Free-text object descriptions:
== == ==

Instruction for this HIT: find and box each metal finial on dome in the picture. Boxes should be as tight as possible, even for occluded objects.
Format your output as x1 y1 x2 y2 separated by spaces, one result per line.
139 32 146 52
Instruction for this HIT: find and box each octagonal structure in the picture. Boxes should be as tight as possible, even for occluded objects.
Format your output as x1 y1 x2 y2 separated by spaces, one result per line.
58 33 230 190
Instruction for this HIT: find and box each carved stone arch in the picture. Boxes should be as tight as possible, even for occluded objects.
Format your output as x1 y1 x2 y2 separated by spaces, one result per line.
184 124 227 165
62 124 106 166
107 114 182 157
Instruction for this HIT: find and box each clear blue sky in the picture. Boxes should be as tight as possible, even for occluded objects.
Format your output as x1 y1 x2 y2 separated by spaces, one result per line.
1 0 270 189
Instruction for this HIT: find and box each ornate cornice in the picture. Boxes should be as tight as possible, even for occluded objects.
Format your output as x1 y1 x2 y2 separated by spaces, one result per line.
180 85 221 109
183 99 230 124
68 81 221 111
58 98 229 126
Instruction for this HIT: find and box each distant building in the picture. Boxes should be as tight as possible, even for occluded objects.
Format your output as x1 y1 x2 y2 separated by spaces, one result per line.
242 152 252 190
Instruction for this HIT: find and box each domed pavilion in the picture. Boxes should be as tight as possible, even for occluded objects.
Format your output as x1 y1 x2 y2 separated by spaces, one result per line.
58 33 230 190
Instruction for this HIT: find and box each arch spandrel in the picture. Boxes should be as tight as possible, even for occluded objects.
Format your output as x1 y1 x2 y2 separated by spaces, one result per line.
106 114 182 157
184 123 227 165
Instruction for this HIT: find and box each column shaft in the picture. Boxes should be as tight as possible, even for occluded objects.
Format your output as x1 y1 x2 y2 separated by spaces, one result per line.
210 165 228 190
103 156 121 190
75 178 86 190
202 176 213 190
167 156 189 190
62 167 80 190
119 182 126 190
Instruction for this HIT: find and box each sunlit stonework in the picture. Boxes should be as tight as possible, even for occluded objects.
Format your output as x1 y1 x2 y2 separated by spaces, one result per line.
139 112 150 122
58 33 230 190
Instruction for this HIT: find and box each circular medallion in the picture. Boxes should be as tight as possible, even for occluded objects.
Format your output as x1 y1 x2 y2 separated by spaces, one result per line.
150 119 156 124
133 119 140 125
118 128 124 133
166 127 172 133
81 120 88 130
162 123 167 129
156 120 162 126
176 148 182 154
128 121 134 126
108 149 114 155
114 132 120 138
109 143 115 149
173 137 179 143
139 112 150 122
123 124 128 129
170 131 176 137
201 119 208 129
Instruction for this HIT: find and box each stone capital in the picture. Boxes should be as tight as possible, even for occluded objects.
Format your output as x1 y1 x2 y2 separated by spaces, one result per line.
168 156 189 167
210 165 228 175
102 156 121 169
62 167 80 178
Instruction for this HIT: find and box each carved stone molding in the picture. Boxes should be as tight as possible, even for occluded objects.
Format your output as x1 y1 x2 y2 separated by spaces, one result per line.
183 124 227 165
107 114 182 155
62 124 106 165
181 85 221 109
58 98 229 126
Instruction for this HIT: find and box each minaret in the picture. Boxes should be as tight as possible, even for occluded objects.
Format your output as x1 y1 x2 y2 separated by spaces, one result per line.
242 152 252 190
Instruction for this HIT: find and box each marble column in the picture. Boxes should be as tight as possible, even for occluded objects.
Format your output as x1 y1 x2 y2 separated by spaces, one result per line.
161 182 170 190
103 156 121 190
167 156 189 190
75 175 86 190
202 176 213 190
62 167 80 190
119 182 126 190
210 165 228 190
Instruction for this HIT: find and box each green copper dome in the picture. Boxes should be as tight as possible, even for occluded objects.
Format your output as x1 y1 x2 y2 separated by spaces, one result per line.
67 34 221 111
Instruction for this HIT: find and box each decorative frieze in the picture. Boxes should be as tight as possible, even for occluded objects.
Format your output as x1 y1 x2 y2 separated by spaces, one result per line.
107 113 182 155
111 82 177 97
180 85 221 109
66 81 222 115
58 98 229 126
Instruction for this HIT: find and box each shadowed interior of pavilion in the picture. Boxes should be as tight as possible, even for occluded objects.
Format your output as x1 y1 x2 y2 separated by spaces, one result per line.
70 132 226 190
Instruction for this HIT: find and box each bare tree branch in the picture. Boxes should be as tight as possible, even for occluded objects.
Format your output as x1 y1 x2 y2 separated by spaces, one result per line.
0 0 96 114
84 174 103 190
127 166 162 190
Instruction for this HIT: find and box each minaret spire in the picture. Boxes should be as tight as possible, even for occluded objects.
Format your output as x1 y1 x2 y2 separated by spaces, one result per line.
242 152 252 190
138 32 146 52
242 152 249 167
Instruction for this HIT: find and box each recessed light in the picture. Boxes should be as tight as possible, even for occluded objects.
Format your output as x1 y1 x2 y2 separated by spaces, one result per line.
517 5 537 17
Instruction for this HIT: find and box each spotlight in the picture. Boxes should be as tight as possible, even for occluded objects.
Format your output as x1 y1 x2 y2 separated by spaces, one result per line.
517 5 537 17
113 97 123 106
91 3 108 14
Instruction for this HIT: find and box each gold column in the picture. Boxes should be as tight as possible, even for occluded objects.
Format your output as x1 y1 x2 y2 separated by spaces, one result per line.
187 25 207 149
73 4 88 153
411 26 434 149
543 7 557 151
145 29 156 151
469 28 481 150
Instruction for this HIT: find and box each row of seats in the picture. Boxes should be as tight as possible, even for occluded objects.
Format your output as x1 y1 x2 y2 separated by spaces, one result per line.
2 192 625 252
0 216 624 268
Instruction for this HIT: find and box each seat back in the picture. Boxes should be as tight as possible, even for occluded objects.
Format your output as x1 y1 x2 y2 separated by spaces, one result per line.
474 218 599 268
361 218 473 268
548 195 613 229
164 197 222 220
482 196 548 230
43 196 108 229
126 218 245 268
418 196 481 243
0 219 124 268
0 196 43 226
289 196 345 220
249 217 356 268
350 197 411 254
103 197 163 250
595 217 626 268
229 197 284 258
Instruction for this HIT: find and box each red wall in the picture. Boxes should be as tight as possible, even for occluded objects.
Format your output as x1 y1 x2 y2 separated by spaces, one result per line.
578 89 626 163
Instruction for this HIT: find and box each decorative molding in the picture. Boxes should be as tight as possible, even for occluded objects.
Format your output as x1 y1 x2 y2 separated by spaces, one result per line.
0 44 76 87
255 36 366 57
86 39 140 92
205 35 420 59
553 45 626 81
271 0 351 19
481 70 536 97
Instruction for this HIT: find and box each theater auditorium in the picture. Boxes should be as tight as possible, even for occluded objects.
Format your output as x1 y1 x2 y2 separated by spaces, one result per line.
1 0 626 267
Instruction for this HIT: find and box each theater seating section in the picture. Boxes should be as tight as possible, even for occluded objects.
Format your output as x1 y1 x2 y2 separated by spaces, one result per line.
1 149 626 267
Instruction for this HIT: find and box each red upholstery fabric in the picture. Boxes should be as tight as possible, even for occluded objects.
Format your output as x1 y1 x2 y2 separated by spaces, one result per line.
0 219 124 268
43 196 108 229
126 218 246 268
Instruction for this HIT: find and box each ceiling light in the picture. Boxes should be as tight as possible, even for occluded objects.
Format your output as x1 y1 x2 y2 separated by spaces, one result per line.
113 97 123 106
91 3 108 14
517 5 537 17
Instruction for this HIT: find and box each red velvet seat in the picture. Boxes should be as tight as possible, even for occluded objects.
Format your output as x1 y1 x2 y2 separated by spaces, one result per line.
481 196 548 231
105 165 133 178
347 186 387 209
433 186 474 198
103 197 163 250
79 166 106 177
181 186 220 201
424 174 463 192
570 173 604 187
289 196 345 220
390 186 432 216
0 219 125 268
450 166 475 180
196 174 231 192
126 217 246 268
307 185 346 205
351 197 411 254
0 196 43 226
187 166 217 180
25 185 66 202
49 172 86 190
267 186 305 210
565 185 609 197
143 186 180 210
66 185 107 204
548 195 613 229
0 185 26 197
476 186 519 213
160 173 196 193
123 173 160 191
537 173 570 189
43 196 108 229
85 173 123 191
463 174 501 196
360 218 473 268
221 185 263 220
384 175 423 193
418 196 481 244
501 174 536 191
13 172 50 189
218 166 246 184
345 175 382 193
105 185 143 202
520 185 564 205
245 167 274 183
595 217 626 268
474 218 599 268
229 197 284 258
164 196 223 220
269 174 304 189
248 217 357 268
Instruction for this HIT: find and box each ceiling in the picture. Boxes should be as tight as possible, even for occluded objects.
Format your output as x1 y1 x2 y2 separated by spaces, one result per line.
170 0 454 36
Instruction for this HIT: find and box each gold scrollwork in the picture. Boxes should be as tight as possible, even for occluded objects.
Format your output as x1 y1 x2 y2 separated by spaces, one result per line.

== == ==

▶ EXERCISE DESCRIPTION
Could you return all lines from the data above that contain the string "minaret"?

▶ THE ANSWER
Instruction for this HIT: find and box each minaret in the picture. Boxes should be as tight as possible, even for occluded objects.
Instruction for this HIT: find and box each minaret spire in the picture. Boxes should be as tight as possible, even for occluded objects.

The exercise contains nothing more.